→ **Given data**:
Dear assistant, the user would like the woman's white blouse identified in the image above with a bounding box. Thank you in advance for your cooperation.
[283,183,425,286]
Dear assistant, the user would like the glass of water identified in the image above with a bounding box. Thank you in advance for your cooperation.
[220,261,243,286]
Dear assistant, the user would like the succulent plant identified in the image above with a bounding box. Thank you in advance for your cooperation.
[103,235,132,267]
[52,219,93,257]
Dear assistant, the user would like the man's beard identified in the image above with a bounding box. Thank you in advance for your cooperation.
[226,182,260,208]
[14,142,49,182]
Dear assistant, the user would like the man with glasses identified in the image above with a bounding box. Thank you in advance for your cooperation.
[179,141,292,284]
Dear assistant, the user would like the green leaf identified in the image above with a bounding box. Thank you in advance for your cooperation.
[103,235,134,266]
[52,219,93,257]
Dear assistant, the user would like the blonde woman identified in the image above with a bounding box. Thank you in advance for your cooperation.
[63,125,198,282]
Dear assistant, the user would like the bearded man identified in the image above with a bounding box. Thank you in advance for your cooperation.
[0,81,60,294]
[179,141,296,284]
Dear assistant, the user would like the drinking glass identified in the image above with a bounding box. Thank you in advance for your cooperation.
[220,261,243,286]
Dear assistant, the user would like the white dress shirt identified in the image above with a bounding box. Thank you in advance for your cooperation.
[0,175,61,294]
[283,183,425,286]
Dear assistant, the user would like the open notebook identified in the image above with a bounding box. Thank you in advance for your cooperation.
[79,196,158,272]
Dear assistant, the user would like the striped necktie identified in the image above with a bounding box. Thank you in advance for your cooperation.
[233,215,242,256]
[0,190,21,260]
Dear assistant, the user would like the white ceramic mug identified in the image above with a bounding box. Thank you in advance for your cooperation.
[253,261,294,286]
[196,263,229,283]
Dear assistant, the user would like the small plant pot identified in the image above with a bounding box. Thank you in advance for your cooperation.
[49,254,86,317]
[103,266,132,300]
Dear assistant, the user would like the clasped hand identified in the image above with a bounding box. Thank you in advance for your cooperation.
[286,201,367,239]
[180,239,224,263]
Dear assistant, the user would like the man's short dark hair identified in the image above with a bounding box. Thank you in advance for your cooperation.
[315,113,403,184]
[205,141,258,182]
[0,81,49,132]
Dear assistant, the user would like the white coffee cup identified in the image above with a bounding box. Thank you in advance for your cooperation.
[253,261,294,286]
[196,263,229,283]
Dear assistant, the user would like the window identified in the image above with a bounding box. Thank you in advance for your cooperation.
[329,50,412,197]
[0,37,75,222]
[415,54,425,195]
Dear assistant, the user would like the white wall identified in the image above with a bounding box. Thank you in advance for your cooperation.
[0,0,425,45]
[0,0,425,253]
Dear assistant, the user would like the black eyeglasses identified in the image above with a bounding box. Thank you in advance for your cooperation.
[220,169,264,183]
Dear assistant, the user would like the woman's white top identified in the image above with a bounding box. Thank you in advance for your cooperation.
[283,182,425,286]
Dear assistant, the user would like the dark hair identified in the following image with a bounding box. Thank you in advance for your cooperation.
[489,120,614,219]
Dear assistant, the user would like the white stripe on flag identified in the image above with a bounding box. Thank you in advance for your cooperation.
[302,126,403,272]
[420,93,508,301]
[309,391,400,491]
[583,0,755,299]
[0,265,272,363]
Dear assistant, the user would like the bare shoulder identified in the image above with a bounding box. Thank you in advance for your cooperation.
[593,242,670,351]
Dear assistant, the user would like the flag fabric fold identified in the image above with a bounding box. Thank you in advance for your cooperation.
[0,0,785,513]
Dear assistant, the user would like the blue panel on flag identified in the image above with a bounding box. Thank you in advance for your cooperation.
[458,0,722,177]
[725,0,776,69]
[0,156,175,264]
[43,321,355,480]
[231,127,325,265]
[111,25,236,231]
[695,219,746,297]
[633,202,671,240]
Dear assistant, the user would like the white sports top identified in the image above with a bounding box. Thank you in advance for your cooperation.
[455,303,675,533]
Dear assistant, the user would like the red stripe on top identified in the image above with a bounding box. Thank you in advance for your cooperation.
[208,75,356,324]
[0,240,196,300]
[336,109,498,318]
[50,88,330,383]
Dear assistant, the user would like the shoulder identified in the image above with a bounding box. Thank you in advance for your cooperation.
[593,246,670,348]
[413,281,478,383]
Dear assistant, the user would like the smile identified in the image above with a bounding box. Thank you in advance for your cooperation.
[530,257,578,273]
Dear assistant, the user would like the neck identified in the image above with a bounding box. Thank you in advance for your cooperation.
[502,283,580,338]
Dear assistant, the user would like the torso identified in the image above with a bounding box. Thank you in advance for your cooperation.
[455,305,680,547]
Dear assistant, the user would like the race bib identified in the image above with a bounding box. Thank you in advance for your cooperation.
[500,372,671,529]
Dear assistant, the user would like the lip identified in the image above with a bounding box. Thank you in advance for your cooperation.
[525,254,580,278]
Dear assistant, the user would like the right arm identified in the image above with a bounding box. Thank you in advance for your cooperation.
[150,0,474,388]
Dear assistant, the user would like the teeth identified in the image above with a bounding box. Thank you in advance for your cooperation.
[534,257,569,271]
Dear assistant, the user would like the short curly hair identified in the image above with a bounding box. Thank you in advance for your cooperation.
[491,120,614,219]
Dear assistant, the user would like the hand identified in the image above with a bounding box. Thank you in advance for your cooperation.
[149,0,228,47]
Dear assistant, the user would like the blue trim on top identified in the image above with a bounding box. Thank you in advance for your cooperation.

→ **What to do**: Render the material above as a Markdown table with the columns Row and Line, numbering each line in order and omitting blank lines.

→ **Complete answer**:
| Row | Line |
|---|---|
| 1 | Dear assistant, the user would like the woman's white blouse identified in the image above with a bounding box. Thank you in advance for your cooperation. |
| 2 | [283,183,425,286] |
| 3 | Dear assistant, the user would like the glass of water identified in the image above with a bounding box. Thank you in advance for your cooperation. |
| 4 | [220,261,243,286] |
| 5 | Dear assistant, the user would like the succulent plant identified in the image above with a bounding box. Thank you in advance for your cooperation. |
| 6 | [103,235,132,267] |
| 7 | [52,219,93,257] |
| 8 | Dear assistant, the user would like the man's beard identified in the image above with a bounding box. Thank you in advance for your cooperation. |
| 9 | [226,182,260,208] |
| 10 | [14,142,49,182] |
| 11 | Dear assistant, the user would like the man with glasses identified in the image above with a bounding box. Thank you in advance for your cooperation. |
| 12 | [179,141,292,284] |
| 13 | Dear assistant, the user would like the green leaf identified in the image above with a bounding box. Thank you in advance for your cooperation. |
| 14 | [103,235,134,266] |
| 15 | [52,219,93,257] |
| 16 | Dear assistant, the user would like the blonde woman identified in the image above with a bounding box. Thank you in advance for your cooperation. |
| 17 | [63,125,198,282] |
| 18 | Dear assistant, the user would like the bearded man identified in the image above with a bounding box. Thank you in advance for your cooperation. |
| 19 | [0,81,60,294] |
| 20 | [179,141,296,284] |
| 21 | Dear assistant, the user would like the drinking glass identified in the image above with a bounding box. Thank you in advance for your cooperation. |
| 22 | [220,261,243,286] |
| 23 | Dear assistant, the user would like the white dress shirt identified in the image above with a bounding box. Thank you in advance for your cooperation. |
| 24 | [0,175,61,294] |
| 25 | [283,183,425,286] |
| 26 | Dear assistant, the user would like the open notebook identified in the image above with a bounding box. Thank you in advance for your cooperation. |
| 27 | [79,196,158,272] |
| 28 | Dear assistant, the user would like the striped necktie identified in the image above with a bounding box. Thank you in advance for your cooperation. |
| 29 | [233,215,242,256] |
| 30 | [0,190,21,260] |
| 31 | Dear assistant, the user would like the white ceramic mug identified in the image above with a bounding box. Thank you in advance for your cooperation. |
| 32 | [253,261,294,286] |
| 33 | [196,263,229,283] |
| 34 | Dear assistant, the user would like the small plant pot identified in the image above with a bounding box. Thank you in advance for your cooperation. |
| 35 | [49,254,86,317] |
| 36 | [103,266,132,300] |
| 37 | Dear assistant, the user would like the clasped hand identified in the image above with a bounding box. Thank you in advance for your cooperation. |
| 38 | [286,201,367,239] |
| 39 | [180,239,224,263] |
| 40 | Dear assistant, the user would like the man's short dark hair identified in the image above with a bounding box. Thank you in advance for your cooperation. |
| 41 | [315,113,403,184] |
| 42 | [205,141,258,182] |
| 43 | [0,81,49,132] |
| 44 | Dear assistant, the user would like the white coffee cup identified in the image above with a bounding box. Thank you in advance for your cooperation. |
| 45 | [253,261,294,286] |
| 46 | [196,263,229,283] |
| 47 | Dear assistant, the user would like the window identified in the image above with a bounding box. Thank you in advance for your cooperation. |
| 48 | [329,50,412,197] |
| 49 | [0,37,75,222] |
| 50 | [415,54,425,195] |
| 51 | Dear assistant, the user would like the white wall identified in the image above with a bounding box. Thank you in advance for your cooperation. |
| 52 | [0,0,425,45] |
| 53 | [0,0,425,253] |
| 54 | Dear assistant, the user would like the black eyeglasses identified in the image above with a bounding box. Thank you in advance for your cooperation. |
| 55 | [220,169,264,183] |
| 56 | Dear assistant, the user would like the woman's white top identified in the image above with a bounding box. Thank you in advance for your cooperation. |
| 57 | [283,182,425,286] |
| 58 | Dear assistant, the user would like the dark hair identified in the following image with a bounding box. Thank you in advance for your cooperation. |
| 59 | [489,120,614,219] |
| 60 | Dear assistant, the user would like the white stripe on flag identified in the image above with a bounding box. Thank you in advance for your cooperation. |
| 61 | [302,126,403,272] |
| 62 | [420,93,508,301] |
| 63 | [309,391,400,491] |
| 64 | [583,0,755,299] |
| 65 | [0,265,272,363] |
| 66 | Dear assistant, the user would like the bare shoulder identified in the image above with a bounding box. Thank you in advance for your cooperation. |
| 67 | [593,242,670,351] |
| 68 | Dear assistant, the user would like the flag fabric fold identified in the image above with a bounding box. Thank you in advance for your cooperation. |
| 69 | [0,0,785,513] |
| 70 | Dear assistant, the user would like the blue panel on flag identified in the image above with a bounding box. Thank you in advance for your cooperation. |
| 71 | [458,0,722,177] |
| 72 | [725,0,776,69] |
| 73 | [0,156,175,264] |
| 74 | [43,321,355,480] |
| 75 | [231,127,325,265] |
| 76 | [111,25,236,231] |
| 77 | [695,219,746,297] |
| 78 | [633,202,671,240] |
| 79 | Dear assistant, the user would like the white sports top identified in the image above with a bounding box. Thank you in advance for your cooperation. |
| 80 | [455,303,675,533] |
| 81 | Dear assistant, the user would like the red stripe on top identified in the image above with a bounding box. Thank you in advance for your cooperation. |
| 82 | [208,75,356,324] |
| 83 | [0,240,196,300] |
| 84 | [336,109,498,318] |
| 85 | [50,88,330,383] |
| 86 | Dear assistant, the user would like the shoulder identified in the image above with a bounding box. Thank you in advance for your cooperation. |
| 87 | [593,246,670,348] |
| 88 | [413,281,478,383] |
| 89 | Dear assistant, the user would like the smile identified in the image above with a bounding box. Thank you in advance for your cooperation. |
| 90 | [530,257,578,273] |
| 91 | Dear assistant, the user would like the neck identified in the image above with a bounding box. Thank you in advance for your cooperation. |
| 92 | [502,283,580,338] |
| 93 | Dear assistant, the user would like the torso identified in the image above with a bounding box. Thank you in advance for your cooperation. |
| 94 | [455,305,680,547] |
| 95 | Dear assistant, the user would like the race bib identified in the image above with a bounding box. Thank you in advance for your cooperation. |
| 96 | [500,372,671,529] |
| 97 | Dear assistant, the user would like the lip identified in the image above with a bounding box. Thank you in advance for your cooperation. |
| 98 | [525,254,580,278] |
| 99 | Dear assistant, the user would like the right arm identified in the image above with a bounding box. Thank you in advance for your cooperation. |
| 100 | [150,0,474,388] |
| 101 | Dear assistant, the user would like the teeth identified in the image above with a bounding box. Thank you in advance for your cooperation. |
| 102 | [534,257,569,271] |
| 103 | Dear assistant, the user would like the short curly hair identified in the image above with a bounding box. Thank you in advance for your cooperation. |
| 104 | [491,120,614,219] |
| 105 | Dear assistant, the user would like the hand identified in the image above with a bounding box. Thank you in advance for your cooperation. |
| 106 | [149,0,228,47] |
| 107 | Dear assistant, the user would like the blue trim on top identified in the image above with a bounding box. Thank you in advance for your cooperation. |